▸ **Actions to take**:
A. In the tree stand safety thread, what was the poster's friend wearing when he fell from his tree?
B. Write out the part of the tree stand safety thread that opens with the words containing "Ill be the first" and closes with "family, and friends.", keeping every word and mark unchanged.

▸ **Document segment**:
▶
Very tragic. I would love to have a copy of that You Tube video for our Hunter Education Classes. Anyone know how I can get a copy of it?


----------



## Muskynut13 (Dec 21, 2008)

Ill be the first to tell you that I never wore a harness. That was until 2005. All my friends were going to Athens to party and I asked my one buddy if he wanted to ride with me. he said he wasnt going because he just got a pic of a good buck and was going to hunt all weekend for it. We all left and went to party. We get a call about 10pm and said that my best friend had fallen out of his tree and passed away. It was the hardest thing that I had ever had to go through in my life. Just think I had been in a tree 1000 times without a harness and nothing happend to me. He had a linemans belt on trying to be safe. Not a full body harness but at least it was something. He fell asleep and fell to his death. From that day forward I told myself that I would always wear a harness. Everybody please wear your harness, because it is not just me that would suffer. It hurts your family, and friends.
◀
▸ **Records supplied**:
▶
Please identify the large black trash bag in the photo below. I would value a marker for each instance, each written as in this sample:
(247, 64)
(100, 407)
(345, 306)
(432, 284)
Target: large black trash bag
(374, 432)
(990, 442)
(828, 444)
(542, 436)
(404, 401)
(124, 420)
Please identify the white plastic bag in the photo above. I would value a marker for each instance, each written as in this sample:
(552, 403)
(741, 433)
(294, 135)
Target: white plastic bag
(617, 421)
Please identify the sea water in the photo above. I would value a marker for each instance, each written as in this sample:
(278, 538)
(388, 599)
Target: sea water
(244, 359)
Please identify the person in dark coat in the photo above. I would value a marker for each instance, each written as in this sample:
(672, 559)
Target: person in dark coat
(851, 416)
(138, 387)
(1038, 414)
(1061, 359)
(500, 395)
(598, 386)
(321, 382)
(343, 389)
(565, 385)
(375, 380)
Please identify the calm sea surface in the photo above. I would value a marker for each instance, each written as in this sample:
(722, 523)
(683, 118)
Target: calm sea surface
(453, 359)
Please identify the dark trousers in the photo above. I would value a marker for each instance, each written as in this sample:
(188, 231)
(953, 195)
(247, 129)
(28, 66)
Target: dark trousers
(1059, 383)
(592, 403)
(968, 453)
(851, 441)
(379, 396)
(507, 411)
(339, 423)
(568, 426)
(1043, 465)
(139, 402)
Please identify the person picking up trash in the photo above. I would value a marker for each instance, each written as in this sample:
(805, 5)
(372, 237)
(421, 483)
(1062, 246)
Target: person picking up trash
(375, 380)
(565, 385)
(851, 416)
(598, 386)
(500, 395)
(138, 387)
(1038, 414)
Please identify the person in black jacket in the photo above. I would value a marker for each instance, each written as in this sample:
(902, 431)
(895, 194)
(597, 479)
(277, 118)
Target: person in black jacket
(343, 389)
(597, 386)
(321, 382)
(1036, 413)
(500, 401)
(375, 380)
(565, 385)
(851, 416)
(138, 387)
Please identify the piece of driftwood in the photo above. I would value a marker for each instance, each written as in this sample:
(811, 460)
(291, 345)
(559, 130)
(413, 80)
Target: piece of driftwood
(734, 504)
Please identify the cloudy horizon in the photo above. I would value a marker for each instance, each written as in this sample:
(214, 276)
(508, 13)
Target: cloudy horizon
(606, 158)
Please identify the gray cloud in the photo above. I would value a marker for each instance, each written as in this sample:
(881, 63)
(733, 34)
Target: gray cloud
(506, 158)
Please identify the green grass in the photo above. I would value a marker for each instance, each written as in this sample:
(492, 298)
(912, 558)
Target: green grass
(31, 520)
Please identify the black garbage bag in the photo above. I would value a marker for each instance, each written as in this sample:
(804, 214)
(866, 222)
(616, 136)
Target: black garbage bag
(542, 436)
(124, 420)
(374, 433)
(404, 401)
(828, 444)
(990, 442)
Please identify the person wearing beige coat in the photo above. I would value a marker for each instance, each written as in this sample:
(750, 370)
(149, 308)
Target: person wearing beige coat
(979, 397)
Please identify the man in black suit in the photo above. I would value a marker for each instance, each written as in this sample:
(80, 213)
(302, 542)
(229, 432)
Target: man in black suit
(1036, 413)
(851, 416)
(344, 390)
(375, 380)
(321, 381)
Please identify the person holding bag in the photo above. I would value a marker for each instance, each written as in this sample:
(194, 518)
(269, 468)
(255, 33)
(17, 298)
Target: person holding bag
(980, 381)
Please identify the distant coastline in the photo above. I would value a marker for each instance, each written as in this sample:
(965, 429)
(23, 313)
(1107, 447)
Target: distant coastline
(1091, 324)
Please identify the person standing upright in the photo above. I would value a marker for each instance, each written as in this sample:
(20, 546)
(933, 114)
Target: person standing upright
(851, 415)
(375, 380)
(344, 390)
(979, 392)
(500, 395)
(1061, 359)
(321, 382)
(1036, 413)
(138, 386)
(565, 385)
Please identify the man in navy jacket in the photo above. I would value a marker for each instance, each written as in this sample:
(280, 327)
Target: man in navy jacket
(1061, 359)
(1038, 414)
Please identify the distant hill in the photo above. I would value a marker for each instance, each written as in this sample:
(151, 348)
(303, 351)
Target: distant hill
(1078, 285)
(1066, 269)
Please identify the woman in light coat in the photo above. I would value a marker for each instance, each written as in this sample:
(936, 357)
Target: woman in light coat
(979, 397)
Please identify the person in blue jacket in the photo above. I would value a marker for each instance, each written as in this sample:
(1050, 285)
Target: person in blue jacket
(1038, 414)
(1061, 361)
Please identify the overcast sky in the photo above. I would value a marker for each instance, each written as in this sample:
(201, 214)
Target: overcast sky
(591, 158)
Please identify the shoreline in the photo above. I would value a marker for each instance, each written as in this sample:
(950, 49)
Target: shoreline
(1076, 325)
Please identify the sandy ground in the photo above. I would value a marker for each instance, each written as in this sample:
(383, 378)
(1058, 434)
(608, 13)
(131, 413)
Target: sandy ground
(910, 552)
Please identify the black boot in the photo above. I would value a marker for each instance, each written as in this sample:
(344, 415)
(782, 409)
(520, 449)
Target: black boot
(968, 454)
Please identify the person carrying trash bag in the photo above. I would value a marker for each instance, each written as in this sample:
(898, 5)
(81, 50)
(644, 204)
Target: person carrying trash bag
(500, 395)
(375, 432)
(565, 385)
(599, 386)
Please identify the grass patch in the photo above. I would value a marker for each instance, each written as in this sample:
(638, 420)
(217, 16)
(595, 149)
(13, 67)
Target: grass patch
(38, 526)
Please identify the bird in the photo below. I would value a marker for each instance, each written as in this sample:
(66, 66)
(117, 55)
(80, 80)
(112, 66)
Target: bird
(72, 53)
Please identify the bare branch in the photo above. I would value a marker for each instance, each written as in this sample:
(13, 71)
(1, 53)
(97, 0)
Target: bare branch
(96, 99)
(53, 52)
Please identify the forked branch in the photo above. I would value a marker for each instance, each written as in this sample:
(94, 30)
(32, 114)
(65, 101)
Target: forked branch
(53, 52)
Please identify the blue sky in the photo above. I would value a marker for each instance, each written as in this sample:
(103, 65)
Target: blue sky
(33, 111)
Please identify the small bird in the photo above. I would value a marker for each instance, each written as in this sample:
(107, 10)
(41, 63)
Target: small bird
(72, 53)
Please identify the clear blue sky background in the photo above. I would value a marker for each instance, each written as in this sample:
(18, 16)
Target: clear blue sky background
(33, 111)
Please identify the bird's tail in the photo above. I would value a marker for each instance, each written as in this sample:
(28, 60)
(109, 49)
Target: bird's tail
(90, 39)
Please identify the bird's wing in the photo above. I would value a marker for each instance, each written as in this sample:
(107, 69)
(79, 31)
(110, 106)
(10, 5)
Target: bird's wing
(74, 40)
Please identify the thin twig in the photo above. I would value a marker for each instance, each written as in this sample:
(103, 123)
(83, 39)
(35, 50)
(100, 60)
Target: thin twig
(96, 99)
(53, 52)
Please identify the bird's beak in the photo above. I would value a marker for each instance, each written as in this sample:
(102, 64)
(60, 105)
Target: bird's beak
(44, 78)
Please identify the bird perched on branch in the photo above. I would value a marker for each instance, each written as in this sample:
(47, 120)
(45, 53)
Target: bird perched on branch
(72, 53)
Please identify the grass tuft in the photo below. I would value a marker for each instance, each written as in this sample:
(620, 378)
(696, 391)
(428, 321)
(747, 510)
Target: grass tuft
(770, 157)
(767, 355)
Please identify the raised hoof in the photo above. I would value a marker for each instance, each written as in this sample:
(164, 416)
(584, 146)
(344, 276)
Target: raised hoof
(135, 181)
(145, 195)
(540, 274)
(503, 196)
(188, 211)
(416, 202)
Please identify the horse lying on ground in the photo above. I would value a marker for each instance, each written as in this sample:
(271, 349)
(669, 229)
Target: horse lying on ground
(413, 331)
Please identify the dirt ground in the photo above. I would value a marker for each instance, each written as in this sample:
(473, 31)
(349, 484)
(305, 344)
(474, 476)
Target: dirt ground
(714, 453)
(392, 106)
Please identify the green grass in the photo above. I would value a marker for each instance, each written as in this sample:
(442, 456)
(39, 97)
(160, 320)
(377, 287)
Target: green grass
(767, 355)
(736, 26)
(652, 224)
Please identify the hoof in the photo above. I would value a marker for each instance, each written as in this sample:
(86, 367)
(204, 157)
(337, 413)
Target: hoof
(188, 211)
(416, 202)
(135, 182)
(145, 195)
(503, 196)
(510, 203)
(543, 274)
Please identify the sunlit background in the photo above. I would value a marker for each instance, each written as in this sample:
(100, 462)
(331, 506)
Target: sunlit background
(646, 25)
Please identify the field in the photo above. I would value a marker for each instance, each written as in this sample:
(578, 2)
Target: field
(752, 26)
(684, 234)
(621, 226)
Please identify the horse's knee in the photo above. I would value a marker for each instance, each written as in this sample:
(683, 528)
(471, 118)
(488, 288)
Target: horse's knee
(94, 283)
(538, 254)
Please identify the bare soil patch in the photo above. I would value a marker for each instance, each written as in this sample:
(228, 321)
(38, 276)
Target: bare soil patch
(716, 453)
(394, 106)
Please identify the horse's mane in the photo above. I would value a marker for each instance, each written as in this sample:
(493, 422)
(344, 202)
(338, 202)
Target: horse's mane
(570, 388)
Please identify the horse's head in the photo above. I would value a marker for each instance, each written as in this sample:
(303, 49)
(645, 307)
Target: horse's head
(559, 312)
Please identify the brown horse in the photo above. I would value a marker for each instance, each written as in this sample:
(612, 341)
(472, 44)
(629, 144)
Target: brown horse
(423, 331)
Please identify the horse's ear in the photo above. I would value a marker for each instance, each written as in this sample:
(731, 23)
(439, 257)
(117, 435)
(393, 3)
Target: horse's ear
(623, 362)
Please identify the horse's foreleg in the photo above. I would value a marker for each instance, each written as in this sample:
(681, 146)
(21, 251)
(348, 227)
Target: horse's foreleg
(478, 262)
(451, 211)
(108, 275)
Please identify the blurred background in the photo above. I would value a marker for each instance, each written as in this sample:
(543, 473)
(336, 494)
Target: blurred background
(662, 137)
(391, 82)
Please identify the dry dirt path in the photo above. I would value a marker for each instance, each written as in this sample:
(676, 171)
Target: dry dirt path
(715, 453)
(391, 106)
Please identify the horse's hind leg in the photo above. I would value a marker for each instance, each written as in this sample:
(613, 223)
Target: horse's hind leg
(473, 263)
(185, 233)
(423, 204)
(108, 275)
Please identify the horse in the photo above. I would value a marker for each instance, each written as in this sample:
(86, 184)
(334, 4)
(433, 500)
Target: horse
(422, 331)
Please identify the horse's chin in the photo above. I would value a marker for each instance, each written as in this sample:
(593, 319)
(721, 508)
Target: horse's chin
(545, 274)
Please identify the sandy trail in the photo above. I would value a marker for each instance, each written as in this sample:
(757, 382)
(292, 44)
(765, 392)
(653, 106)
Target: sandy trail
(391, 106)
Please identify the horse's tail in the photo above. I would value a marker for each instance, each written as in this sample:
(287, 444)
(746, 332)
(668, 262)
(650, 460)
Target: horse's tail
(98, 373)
◀
▸ **Solution set**:
A. A lineman's belt, not a full body harness.

B.
Ill be the first to tell you that I never wore a harness. That was until 2005. All my friends were going to Athens to party and I asked my one buddy if he wanted to ride with me. he said he wasnt going because he just got a pic of a good buck and was going to hunt all weekend for it. We all left and went to party. We get a call about 10pm and said that my best friend had fallen out of his tree and passed away. It was the hardest thing that I had ever had to go through in my life. Just think I had been in a tree 1000 times without a harness and nothing happend to me. He had a linemans belt on trying to be safe. Not a full body harness but at least it was something. He fell asleep and fell to his death. From that day forward I told myself that I would always wear a harness. Everybody please wear your harness, because it is not just me that would suffer. It hurts your family, and friends.